Entries taken from a collection
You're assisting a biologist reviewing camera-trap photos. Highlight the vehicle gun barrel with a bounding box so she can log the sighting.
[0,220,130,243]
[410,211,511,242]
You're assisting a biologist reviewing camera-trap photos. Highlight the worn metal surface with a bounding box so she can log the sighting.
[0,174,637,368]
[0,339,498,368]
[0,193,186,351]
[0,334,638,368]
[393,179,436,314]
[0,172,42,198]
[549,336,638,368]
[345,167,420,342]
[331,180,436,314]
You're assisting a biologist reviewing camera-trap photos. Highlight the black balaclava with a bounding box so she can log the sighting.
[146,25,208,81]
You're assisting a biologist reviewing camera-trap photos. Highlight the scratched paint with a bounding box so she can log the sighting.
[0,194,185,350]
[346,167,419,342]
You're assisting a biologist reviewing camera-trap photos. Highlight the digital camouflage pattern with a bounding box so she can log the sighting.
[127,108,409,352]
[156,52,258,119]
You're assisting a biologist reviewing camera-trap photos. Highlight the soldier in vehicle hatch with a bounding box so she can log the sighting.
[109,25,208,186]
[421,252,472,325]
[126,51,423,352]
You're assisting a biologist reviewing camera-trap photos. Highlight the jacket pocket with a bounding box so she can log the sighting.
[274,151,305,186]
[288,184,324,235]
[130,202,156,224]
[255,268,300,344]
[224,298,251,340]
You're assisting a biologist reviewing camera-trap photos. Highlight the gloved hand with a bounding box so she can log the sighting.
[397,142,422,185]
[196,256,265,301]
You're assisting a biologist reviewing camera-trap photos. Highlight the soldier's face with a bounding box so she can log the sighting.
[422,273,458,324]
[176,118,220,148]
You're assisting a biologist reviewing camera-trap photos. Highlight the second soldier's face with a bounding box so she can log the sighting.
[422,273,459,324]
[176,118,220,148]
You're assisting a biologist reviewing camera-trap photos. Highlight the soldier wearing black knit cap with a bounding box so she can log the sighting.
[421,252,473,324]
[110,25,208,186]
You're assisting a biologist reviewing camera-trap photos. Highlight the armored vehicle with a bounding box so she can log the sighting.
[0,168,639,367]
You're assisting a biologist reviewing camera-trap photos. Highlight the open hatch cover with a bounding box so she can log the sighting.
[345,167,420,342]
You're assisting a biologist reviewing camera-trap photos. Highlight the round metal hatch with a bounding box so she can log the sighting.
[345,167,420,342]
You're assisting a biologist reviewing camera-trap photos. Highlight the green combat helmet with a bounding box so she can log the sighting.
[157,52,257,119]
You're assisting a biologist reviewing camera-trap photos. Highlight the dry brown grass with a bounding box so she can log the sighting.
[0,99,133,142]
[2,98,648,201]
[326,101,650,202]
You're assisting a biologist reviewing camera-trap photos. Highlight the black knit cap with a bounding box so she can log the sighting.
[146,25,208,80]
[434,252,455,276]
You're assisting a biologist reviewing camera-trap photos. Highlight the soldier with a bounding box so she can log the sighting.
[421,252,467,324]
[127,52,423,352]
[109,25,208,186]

> TASK ITEM: Every entry must be repeated exactly; none may be skipped.

> OUTPUT FOR THIS EXERCISE:
You're assisting a biologist reviewing camera-trap photos. Highlight the vehicle gun barrel with a bounding box so she can log the sighting.
[0,220,130,243]
[410,211,511,242]
You're assisting a biologist reviewing camera-trap photos. Highlight the worn metal surface with a bounding box so she can log the sighting.
[0,174,637,368]
[0,339,498,368]
[0,193,186,351]
[0,334,638,368]
[393,179,436,314]
[0,172,42,198]
[549,336,638,368]
[345,167,420,342]
[331,180,436,314]
You're assisting a biologist reviewing camera-trap photos. Highlight the black balaclava with a bounding box so she can log the sighting.
[146,25,208,81]
You're assisting a biologist reviewing camera-trap photos. Highlight the scratched paint with a bounding box so she can log the sighting.
[0,194,185,350]
[346,167,419,342]
You're assisting a biologist reviewing camera-trap photos. Highlight the digital camouflage pattern with a bounding box so she can log the sighting.
[127,108,409,352]
[156,52,258,119]
You're assisting a biologist reviewing camera-trap photos. Highlight the soldier in vehicle hatch with a bounding box so she can log the sighting.
[109,25,208,186]
[421,252,472,325]
[126,51,423,352]
You're assisting a biologist reviewing camera-trap photos. Highlight the jacket pocket with a bounding box so she can log the sighting.
[274,151,305,186]
[288,184,324,235]
[130,202,156,224]
[255,268,300,344]
[224,298,251,340]
You're assisting a biologist reviewing camera-trap photos. Highlight the gloved hand with a bounding box so she can log the sighting.
[397,142,422,185]
[196,256,265,301]
You're assisting a biologist reviewing camera-trap photos. Highlight the soldier's face with a bounding box so she can log the sighting.
[422,273,458,324]
[176,118,220,148]
You're assisting a biologist reviewing camera-trap photos. Highlight the second soldier's face with a bounding box so she can log the sighting.
[422,273,459,324]
[176,118,220,148]
You're assisting a biologist reviewing camera-trap photos. Highlight the soldier wearing black knit cap with a bounding box so she can log the sighting.
[421,252,473,324]
[110,25,208,186]
You're assisting a biologist reviewing camera-trap photos. Highlight the armored vehicle with a bounding box so she can log the sighting.
[0,168,639,367]
You're assisting a biologist reviewing camera-trap photos. Highlight the open hatch cover with a bounding box so she can log the sighting.
[345,167,420,342]
You're assisting a biologist reviewing camera-trap photos. Highlight the round metal hatch with a bounding box so she can log the sighting.
[345,167,420,342]
You're assisting a biologist reviewing camera-trap photos. Highlight the green combat helmet with a bounding box so she can log the sighting.
[157,52,257,119]
You're assisting a biologist reviewing camera-trap photos. Highlight the dry brown grass with a bounding box so she can log the sighting.
[0,99,133,142]
[2,98,648,201]
[326,101,650,202]
You're assisting a biologist reviewing camera-trap photos. Highlight the black knit cap with a bounding box so she can log the sighting.
[146,25,208,80]
[434,252,455,276]
You're assisting a biologist reviewing camera-trap photos. Highlight the soldier with a bounding box so she can log the sighting.
[421,252,467,324]
[127,52,423,352]
[109,25,208,186]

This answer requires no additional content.